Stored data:
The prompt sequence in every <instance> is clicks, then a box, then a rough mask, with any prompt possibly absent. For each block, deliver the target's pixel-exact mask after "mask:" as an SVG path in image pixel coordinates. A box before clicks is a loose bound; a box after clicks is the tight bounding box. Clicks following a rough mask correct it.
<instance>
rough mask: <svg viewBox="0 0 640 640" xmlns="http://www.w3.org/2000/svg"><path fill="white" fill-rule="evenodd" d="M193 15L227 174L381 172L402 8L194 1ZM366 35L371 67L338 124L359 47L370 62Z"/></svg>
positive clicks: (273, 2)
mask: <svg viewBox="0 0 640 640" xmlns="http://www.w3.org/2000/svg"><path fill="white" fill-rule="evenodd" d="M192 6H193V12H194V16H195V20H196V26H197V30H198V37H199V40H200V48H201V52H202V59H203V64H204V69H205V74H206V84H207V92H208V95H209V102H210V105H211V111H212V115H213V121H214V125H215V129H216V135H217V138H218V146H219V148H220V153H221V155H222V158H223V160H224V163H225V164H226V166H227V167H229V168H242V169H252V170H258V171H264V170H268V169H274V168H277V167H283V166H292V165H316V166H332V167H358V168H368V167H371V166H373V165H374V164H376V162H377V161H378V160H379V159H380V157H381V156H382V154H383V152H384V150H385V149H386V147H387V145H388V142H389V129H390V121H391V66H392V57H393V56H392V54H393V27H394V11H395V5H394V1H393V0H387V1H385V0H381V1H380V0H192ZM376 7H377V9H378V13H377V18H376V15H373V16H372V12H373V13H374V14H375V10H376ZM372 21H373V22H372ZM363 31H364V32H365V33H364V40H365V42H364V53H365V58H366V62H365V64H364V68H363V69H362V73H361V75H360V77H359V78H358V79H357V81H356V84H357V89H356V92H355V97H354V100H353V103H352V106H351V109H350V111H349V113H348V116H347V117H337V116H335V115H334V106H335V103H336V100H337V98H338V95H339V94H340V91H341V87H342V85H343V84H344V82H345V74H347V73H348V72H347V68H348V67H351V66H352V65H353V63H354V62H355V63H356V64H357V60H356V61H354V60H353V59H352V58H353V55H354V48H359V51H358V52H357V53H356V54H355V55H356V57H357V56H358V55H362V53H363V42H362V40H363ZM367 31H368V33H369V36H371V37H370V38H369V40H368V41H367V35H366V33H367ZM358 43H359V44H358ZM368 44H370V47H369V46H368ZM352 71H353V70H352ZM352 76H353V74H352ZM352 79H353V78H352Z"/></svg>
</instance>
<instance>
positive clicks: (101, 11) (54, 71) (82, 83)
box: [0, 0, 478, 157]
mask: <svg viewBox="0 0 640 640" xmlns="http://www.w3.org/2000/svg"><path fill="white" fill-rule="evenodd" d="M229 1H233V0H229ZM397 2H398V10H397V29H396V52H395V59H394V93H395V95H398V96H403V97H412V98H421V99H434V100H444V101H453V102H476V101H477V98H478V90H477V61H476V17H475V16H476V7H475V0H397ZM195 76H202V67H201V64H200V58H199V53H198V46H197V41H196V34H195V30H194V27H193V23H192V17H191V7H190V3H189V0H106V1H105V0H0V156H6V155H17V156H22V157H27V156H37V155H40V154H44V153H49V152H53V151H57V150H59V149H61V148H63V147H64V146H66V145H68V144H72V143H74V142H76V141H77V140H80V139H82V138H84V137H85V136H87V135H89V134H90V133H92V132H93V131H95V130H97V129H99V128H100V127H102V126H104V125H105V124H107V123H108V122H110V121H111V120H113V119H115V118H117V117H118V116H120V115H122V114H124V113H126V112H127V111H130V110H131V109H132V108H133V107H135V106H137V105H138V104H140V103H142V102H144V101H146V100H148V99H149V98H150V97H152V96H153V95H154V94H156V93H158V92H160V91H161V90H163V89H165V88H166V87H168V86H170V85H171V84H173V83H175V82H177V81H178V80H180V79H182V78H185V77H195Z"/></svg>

→ Aim of the exercise
Rewrite all the records above, replacing every "positive clicks" with "foreground clicks" and leaving everything else unchanged.

→ Solution to this task
The prompt sequence in every <instance> is clicks, then a box, then a rough mask, with any prompt possibly absent. For each block, deliver the target's pixel-exact mask after "mask:" as an SVG path in image pixel coordinates. A box before clicks is a loose bound; a box after clicks is the tight bounding box. Clicks following a rough mask correct it.
<instance>
rough mask: <svg viewBox="0 0 640 640" xmlns="http://www.w3.org/2000/svg"><path fill="white" fill-rule="evenodd" d="M193 15L227 174L381 172L402 8L194 1ZM366 35L371 67L338 124L359 47L370 62Z"/></svg>
foreground clicks: (273, 2)
mask: <svg viewBox="0 0 640 640" xmlns="http://www.w3.org/2000/svg"><path fill="white" fill-rule="evenodd" d="M192 6H193V12H194V16H195V20H196V26H197V30H198V37H199V40H200V48H201V52H202V59H203V64H204V69H205V74H206V84H207V92H208V95H209V102H210V105H211V111H212V115H213V121H214V125H215V129H216V135H217V138H218V146H219V148H220V153H221V155H222V158H223V160H224V163H225V164H226V166H227V167H229V168H242V169H252V170H258V171H264V170H268V169H274V168H277V167H283V166H292V165H316V166H332V167H358V168H368V167H371V166H373V165H374V164H376V162H377V161H378V160H379V159H380V157H381V156H382V154H383V152H384V150H385V149H386V147H387V145H388V142H389V129H390V121H391V66H392V57H393V56H392V54H393V27H394V11H395V5H394V1H393V0H387V1H385V0H381V1H380V0H192ZM376 7H377V9H378V13H377V18H376V15H373V16H372V12H373V13H374V14H375V10H376ZM372 21H373V22H372ZM363 31H364V32H365V33H364V40H365V42H364V53H365V58H366V62H365V64H364V68H363V69H362V73H361V75H360V77H359V78H358V79H357V81H356V84H357V89H356V92H355V97H354V100H353V103H352V106H351V109H350V111H349V113H348V116H347V117H337V116H335V115H334V106H335V103H336V100H337V98H338V95H339V94H340V91H341V87H342V85H343V84H344V82H345V74H347V73H348V72H347V68H348V67H351V66H352V65H353V63H354V62H355V63H356V64H357V60H356V61H354V60H353V59H352V58H353V55H354V48H359V51H358V52H357V53H356V54H355V55H356V57H357V56H358V55H362V53H363V42H362V40H363ZM367 31H368V33H369V36H371V37H370V38H369V40H368V41H367V35H366V33H367ZM358 43H359V44H358ZM368 44H370V47H369V46H368ZM352 71H353V70H352ZM352 76H353V74H352ZM352 79H353V78H352Z"/></svg>
</instance>
<instance>
foreground clicks: (101, 11) (54, 71) (82, 83)
box: [0, 0, 478, 157]
mask: <svg viewBox="0 0 640 640" xmlns="http://www.w3.org/2000/svg"><path fill="white" fill-rule="evenodd" d="M229 1H233V0H229ZM397 2H398V10H397V29H396V52H395V59H394V93H395V95H398V96H403V97H412V98H421V99H434V100H444V101H453V102H476V101H477V98H478V90H477V61H476V17H475V16H476V7H475V0H397ZM195 76H202V67H201V64H200V58H199V53H198V46H197V41H196V34H195V30H194V27H193V23H192V17H191V7H190V3H189V0H106V1H105V0H0V156H6V155H17V156H22V157H27V156H37V155H40V154H44V153H49V152H53V151H57V150H59V149H61V148H63V147H64V146H66V145H68V144H72V143H74V142H76V141H77V140H80V139H82V138H84V137H85V136H87V135H89V134H90V133H92V132H93V131H95V130H97V129H99V128H100V127H102V126H104V125H105V124H107V123H108V122H110V121H111V120H113V119H115V118H117V117H118V116H120V115H122V114H124V113H126V112H127V111H130V110H131V109H132V108H133V107H135V106H137V105H138V104H140V103H142V102H144V101H146V100H148V99H149V98H150V97H152V96H153V95H154V94H156V93H158V92H160V91H161V90H163V89H165V88H166V87H168V86H170V85H171V84H173V83H175V82H177V81H178V80H180V79H182V78H185V77H195Z"/></svg>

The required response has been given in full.